Tasks and exercises:
A) In the Kodak sign description, reproduce the text from "Kodak Australasia manufactured" to "Coburg closed down.".
B) Answer these questions from the Kodak sign description:
(i) Which family owned the Halls Gap General Store?
(ii) In what year was the girls' tent shop dismantled?
(iii) In which colors is the sign hand-painted?

Selected passage:
Summary

Metal advertising sign promoting Kodak Australasia Pty Ltd cameras and film. The sign hung at the Halls Gap General Store, which was owned by the Watson family, around the late 1940s. This store sold general goods, photographic supplies, petrol and also operated as a Post Office.

Around mid 1949 the sign was taken down from display from the Halls Gap General Store and given to the three eldest daughters of the shop owners, John and Emma Watson. The daughters were Mae [13], Jacqueline [11] and Elvire [10]. They put the sign in their playhouse shop, which was located in a workman's tent in their backyard at Halls Gap. In 1953, as the girls grew older, this tent shop was dismantled and the sign was then stored in the family workshop until 2011.

Kodak Australasia manufactured and distributed a wide range of photographic products to Australasia, such as film, paper, chemicals, cameras and miscellaneous equipment. Its client base included amateur and professional photographers, as well as specialist medical and graphic art professionals who used photography, x-ray and other imaging techniques.This photograph is part of the Kodak collection of products, promotional materials, photographs and working life artefacts collected from Kodak Australasia in 2005, when the Melbourne manufacturing plant at Coburg closed down.

Physical Description

Metal sign with advertising on both sides, and two holes at the top for hanging it.Sign is hand-painted in Kodak colours, black, red and yellow, with white border.

Study material:
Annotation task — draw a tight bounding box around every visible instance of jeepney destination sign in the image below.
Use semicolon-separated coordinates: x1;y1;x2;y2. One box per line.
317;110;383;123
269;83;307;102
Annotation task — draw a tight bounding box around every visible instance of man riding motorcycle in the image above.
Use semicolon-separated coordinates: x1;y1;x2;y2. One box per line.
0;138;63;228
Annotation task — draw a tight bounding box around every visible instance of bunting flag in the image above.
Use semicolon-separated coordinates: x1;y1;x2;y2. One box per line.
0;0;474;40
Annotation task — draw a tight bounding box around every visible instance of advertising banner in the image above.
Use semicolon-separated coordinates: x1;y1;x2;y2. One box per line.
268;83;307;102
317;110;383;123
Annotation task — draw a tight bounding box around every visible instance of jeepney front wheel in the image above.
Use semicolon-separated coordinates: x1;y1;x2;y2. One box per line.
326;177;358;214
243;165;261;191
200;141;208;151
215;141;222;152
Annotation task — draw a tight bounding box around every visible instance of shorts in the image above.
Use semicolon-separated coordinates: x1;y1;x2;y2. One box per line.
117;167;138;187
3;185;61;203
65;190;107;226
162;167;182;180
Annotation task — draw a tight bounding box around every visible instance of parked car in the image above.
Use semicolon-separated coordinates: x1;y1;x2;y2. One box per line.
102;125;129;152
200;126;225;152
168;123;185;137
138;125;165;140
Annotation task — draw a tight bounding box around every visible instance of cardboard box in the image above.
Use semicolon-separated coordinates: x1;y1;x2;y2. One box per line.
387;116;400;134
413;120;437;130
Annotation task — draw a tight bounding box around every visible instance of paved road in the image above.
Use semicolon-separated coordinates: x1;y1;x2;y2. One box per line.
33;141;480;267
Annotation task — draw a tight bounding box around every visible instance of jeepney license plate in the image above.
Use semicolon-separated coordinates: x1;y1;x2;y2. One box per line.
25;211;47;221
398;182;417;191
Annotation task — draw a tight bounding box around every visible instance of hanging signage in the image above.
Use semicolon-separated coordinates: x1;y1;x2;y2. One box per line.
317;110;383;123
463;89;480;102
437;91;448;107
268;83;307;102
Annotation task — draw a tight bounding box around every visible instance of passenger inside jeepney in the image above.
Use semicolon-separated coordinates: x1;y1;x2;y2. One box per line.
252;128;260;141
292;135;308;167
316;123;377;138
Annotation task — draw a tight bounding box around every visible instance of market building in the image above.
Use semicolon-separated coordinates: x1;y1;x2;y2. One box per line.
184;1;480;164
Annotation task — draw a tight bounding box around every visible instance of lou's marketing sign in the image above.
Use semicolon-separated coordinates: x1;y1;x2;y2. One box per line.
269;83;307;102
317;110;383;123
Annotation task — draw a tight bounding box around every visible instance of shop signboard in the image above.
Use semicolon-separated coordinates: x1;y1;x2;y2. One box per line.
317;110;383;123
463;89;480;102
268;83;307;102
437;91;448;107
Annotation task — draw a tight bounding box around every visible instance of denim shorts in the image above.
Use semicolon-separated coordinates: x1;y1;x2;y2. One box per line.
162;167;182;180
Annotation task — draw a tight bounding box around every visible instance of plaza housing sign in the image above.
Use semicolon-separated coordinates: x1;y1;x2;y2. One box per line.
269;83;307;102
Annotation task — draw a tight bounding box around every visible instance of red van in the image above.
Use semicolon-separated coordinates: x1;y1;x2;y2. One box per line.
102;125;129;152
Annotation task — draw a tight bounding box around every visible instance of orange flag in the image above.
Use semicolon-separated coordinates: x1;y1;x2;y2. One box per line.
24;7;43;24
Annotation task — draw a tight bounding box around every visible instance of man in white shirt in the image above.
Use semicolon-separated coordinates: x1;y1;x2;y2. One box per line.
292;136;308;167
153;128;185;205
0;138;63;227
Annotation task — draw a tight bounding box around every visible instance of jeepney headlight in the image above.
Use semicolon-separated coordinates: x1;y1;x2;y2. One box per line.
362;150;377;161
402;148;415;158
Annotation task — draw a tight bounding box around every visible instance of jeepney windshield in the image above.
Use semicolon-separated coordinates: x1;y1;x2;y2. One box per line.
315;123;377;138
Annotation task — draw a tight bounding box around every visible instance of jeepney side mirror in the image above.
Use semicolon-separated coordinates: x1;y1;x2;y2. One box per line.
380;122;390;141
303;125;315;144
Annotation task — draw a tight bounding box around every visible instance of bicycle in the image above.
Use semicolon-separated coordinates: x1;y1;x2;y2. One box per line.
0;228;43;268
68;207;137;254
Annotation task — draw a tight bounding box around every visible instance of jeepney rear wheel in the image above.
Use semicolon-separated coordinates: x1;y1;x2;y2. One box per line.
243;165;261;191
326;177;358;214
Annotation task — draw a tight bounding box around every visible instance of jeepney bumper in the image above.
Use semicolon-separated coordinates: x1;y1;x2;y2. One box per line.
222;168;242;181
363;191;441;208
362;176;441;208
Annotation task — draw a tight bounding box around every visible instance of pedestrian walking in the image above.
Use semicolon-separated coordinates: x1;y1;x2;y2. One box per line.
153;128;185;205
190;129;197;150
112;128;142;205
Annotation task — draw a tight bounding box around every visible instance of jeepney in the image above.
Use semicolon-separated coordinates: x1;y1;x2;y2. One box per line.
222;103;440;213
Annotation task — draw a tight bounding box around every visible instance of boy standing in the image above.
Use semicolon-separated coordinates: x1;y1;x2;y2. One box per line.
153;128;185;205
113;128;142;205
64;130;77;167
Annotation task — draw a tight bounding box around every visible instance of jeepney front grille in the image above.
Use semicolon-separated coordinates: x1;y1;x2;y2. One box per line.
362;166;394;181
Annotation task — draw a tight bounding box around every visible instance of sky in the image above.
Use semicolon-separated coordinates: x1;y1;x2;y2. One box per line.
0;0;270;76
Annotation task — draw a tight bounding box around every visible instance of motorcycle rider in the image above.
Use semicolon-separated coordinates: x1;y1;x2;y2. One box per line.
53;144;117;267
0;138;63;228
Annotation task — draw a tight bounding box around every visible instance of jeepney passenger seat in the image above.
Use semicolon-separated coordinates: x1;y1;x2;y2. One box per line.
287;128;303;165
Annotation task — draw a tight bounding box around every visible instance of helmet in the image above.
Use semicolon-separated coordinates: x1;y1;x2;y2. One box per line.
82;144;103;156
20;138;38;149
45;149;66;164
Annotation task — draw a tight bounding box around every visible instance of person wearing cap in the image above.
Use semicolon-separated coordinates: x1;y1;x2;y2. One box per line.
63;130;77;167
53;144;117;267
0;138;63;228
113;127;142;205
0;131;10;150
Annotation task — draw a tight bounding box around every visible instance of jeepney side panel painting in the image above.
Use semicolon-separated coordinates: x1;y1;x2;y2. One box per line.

Expected outputs:
A)
Kodak Australasia manufactured and distributed a wide range of photographic products to Australasia, such as film, paper, chemicals, cameras and miscellaneous equipment. Its client base included amateur and professional photographers, as well as specialist medical and graphic art professionals who used photography, x-ray and other imaging techniques.This photograph is part of the Kodak collection of products, promotional materials, photographs and working life artefacts collected from Kodak Australasia in 2005, when the Melbourne manufacturing plant at Coburg closed down.

B)
(i) The Watson family.
(ii) 1953.
(iii) Black, red and yellow, with a white border.